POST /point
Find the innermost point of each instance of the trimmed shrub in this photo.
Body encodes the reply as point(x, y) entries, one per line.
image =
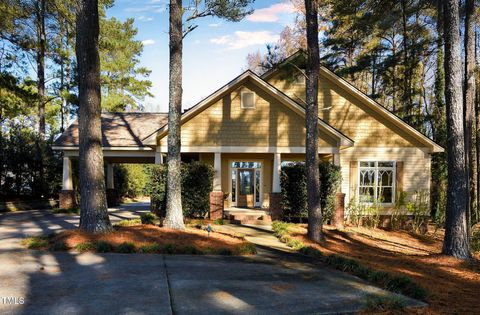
point(150, 248)
point(247, 249)
point(126, 248)
point(128, 222)
point(148, 218)
point(294, 190)
point(35, 242)
point(130, 179)
point(85, 247)
point(197, 183)
point(103, 247)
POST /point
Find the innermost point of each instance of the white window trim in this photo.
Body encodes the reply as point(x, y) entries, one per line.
point(394, 181)
point(230, 169)
point(301, 75)
point(254, 99)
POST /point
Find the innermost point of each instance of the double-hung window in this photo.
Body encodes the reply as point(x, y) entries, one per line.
point(376, 182)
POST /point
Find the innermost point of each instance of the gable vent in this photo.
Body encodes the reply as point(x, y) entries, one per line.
point(248, 100)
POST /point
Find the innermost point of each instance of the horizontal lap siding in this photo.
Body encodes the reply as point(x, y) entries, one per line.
point(270, 124)
point(416, 166)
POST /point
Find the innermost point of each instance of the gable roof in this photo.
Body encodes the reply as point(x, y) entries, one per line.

----

In the records, locate each line holding the string "this" and copy it.

Find the innermost point of each instance of the trimmed shrub in this photo.
Find the innermost point of each instance of the white window trim in this photo.
Find the innermost point of each instance of the double-hung window in this photo.
Find the innermost point of each instance of the gable vent in this photo.
Find the innermost point of each instance of the horizontal lap siding in this photo.
Find the innermost point of each instance of the gable roof in this photo.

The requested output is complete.